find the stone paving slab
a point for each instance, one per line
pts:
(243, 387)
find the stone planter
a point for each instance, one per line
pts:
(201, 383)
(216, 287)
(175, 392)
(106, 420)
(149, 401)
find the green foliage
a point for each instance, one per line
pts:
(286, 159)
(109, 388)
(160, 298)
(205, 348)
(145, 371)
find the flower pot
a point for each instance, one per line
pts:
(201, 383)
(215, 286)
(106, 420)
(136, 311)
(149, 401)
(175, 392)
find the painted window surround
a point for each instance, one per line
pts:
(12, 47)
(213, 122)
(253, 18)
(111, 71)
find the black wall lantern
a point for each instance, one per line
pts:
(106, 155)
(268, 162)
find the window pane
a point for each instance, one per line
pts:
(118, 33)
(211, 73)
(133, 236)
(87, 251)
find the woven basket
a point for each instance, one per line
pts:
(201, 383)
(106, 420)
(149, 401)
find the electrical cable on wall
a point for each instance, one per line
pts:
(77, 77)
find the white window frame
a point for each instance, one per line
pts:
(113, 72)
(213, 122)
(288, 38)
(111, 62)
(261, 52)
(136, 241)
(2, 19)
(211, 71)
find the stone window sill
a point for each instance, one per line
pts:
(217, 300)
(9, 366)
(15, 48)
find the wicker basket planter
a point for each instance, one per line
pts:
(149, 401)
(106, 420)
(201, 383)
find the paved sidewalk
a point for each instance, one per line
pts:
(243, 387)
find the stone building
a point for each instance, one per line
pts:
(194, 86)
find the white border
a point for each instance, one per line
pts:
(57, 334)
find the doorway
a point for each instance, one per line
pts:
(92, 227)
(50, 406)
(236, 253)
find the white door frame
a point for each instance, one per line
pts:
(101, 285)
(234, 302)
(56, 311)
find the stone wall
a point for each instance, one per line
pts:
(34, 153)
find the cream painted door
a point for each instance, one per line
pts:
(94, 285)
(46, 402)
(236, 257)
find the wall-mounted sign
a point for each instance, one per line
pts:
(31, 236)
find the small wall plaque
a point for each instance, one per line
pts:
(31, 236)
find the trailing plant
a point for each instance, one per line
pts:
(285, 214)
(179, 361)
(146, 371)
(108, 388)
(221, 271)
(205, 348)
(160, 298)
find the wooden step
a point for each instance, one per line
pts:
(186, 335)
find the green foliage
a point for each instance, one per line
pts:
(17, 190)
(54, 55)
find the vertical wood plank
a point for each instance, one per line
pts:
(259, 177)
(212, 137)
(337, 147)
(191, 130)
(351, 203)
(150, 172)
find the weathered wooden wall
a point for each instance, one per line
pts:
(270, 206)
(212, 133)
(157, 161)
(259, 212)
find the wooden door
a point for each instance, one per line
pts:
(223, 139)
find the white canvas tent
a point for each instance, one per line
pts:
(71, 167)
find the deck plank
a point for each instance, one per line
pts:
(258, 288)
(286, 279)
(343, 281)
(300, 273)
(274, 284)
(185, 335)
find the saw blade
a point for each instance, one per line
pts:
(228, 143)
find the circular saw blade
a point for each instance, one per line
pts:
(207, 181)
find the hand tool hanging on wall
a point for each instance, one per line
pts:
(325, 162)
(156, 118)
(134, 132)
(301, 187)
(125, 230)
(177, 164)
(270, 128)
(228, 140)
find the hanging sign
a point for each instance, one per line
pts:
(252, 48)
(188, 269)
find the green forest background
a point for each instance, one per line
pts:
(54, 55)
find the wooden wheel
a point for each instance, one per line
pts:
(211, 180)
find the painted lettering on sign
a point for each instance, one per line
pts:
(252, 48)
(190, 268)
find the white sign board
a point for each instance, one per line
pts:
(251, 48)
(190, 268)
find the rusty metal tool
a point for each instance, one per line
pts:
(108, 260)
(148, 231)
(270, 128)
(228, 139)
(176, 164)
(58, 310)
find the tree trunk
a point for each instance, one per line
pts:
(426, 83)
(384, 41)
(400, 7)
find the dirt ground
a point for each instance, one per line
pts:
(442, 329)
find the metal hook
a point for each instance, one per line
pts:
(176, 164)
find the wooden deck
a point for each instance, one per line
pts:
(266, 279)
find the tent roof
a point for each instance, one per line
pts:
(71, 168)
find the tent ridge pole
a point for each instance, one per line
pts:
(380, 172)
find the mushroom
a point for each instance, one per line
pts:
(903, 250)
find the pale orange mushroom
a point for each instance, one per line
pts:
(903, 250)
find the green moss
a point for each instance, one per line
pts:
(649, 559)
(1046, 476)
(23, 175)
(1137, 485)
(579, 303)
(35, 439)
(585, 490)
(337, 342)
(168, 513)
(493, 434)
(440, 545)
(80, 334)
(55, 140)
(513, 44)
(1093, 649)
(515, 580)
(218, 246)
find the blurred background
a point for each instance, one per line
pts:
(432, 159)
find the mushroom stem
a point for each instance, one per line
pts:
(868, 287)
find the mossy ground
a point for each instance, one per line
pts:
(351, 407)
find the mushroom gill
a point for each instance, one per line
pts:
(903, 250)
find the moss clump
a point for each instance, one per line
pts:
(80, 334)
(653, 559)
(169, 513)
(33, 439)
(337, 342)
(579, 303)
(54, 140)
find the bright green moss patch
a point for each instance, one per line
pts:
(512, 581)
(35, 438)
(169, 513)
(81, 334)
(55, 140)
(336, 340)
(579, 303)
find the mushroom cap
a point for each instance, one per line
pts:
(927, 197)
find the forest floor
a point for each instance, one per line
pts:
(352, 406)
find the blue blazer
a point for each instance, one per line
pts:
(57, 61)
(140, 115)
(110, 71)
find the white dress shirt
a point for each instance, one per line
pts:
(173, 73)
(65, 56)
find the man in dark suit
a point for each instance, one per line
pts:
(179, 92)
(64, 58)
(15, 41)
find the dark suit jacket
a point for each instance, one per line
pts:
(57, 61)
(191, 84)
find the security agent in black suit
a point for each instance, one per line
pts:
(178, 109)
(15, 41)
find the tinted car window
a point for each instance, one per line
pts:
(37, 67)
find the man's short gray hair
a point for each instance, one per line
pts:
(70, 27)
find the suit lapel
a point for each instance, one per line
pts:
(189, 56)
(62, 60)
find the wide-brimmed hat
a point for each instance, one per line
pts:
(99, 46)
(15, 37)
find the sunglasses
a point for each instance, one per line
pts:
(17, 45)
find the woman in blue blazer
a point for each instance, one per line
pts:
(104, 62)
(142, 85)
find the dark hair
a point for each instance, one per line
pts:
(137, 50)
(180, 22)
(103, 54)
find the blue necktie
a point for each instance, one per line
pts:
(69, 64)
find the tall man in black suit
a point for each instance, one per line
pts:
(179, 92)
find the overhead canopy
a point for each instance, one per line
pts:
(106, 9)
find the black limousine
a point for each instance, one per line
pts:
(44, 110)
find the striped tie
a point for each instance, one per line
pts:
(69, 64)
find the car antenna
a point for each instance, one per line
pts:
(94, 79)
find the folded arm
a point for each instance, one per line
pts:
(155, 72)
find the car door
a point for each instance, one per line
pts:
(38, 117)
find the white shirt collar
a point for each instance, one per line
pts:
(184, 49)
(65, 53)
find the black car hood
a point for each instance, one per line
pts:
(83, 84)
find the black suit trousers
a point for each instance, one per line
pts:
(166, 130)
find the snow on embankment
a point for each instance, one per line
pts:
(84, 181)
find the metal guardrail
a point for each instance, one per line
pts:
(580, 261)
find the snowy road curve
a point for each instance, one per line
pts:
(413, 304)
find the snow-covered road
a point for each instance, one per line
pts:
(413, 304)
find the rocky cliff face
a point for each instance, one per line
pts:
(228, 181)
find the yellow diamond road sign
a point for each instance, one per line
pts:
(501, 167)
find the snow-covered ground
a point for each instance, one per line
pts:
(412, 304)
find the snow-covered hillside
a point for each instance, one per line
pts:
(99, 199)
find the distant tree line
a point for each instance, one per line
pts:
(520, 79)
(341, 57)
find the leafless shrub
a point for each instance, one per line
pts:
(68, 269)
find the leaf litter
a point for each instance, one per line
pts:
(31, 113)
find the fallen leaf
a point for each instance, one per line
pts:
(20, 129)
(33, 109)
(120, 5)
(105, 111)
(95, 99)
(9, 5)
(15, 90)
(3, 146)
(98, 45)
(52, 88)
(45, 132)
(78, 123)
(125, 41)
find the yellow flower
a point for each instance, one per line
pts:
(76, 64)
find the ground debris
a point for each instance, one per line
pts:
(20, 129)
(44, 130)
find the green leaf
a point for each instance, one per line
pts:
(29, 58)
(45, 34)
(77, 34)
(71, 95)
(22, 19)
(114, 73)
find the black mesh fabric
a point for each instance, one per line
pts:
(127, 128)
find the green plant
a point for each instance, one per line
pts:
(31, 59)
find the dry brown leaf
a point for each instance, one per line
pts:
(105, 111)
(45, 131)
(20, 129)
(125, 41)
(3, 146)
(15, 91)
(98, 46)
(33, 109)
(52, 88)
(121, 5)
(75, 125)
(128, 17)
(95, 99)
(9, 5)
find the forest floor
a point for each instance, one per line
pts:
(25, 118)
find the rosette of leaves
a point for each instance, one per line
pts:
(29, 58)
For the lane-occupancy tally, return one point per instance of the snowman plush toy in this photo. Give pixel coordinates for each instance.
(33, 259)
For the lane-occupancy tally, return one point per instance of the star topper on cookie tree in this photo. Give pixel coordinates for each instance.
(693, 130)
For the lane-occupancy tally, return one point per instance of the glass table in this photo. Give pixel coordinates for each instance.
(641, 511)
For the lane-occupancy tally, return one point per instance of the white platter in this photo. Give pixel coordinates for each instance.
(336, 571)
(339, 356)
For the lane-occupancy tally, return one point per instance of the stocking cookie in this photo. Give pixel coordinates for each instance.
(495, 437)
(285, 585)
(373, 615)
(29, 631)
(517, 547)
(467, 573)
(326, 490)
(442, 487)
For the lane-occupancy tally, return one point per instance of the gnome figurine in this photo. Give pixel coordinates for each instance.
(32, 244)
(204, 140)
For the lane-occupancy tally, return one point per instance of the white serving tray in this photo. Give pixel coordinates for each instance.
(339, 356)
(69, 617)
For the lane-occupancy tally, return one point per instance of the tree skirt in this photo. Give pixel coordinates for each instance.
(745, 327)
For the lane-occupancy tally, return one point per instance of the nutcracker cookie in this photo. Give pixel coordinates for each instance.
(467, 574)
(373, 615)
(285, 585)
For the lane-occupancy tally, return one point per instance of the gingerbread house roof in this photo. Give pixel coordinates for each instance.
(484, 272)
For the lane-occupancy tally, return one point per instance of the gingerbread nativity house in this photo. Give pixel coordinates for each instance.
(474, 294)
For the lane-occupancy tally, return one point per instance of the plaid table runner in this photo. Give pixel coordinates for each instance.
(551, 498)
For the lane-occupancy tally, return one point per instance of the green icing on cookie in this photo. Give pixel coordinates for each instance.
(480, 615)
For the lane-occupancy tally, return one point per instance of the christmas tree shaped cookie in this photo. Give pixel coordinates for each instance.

What is being asked:
All lines of the data that hold "shirt" need to be copied.

Problem solution:
find the white dress shirt
find the white shirt collar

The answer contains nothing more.